Extracted text:
All In

According to the CDC, the United States performed eight COVID-19 tests on Tuesday. Zero by the CDC itself, which seemed to stop testing six days ago, eight by public health labs. [1] The CDC offered no data at all for Wednesday. U! S! A! We are, of course, the greatest country on earth, so I’m betting we can do even better today: 8 + 2 = a perfect ten! No, wait—aim higher, America! 8 + 3. This nation goes up to eleven.

Of course, not only is the United States not actually the best at this—I think we all know that—it is, in fact, possibly the worst. COVID-19 has extended the Trumpocene’s mix of malignantly narcissistic incompetence and outright malice—itself an extension of the gnawing-on-its-own-intestines-austerity-regimes-of-neoliberalism—from the many it was already preying on to everyone. All of us.

Natural-language object grounding data:
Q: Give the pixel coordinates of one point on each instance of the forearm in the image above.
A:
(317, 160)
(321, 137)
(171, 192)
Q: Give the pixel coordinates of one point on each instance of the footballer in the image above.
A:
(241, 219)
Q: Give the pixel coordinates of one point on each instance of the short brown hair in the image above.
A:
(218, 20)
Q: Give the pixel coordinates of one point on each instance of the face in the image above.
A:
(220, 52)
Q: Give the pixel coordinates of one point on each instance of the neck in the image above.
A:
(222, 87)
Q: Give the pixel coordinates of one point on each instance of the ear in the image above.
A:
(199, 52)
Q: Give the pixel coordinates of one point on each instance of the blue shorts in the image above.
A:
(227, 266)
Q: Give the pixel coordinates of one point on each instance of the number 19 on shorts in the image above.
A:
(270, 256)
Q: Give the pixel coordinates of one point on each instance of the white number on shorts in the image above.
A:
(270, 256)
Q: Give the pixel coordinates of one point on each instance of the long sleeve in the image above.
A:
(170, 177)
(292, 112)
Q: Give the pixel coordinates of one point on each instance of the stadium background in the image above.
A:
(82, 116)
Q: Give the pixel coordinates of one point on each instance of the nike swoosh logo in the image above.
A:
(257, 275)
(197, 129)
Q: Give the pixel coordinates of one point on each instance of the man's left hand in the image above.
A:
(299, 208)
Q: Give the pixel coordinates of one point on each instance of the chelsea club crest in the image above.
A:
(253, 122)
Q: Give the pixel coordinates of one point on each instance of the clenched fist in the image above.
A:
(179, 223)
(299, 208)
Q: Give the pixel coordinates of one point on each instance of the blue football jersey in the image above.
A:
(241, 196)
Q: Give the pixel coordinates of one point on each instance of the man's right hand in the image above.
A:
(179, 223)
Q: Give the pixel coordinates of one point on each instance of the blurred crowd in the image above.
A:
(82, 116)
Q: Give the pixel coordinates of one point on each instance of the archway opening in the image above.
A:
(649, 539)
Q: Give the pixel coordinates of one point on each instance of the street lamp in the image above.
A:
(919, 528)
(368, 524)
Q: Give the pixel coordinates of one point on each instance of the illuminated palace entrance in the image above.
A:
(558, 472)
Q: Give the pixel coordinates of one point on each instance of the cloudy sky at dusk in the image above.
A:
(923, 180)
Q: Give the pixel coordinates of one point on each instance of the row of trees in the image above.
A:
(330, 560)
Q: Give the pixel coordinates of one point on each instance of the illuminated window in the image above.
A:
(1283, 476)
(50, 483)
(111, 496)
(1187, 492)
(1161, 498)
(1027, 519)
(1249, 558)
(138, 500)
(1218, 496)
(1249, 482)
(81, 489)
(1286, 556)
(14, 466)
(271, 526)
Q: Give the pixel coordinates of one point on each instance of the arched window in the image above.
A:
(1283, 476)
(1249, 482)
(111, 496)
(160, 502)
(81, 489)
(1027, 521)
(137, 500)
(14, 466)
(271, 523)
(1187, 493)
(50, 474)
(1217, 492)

Using the information:
(1) From the piece on COVID-19 testing, transcribe the passage that begins at the words "According to the" and ends after the words "up to eleven.".
(2) In the piece on COVID-19 testing, how many tests did public health labs perform on Tuesday?

Solutions to the exercise:
(1)
According to the CDC, the United States performed eight COVID-19 tests on Tuesday. Zero by the CDC itself, which seemed to stop testing six days ago, eight by public health labs. [1] The CDC offered no data at all for Wednesday. U! S! A! We are, of course, the greatest country on earth, so I’m betting we can do even better today: 8 + 2 = a perfect ten! No, wait—aim higher, America! 8 + 3. This nation goes up to eleven.

(2) Eight.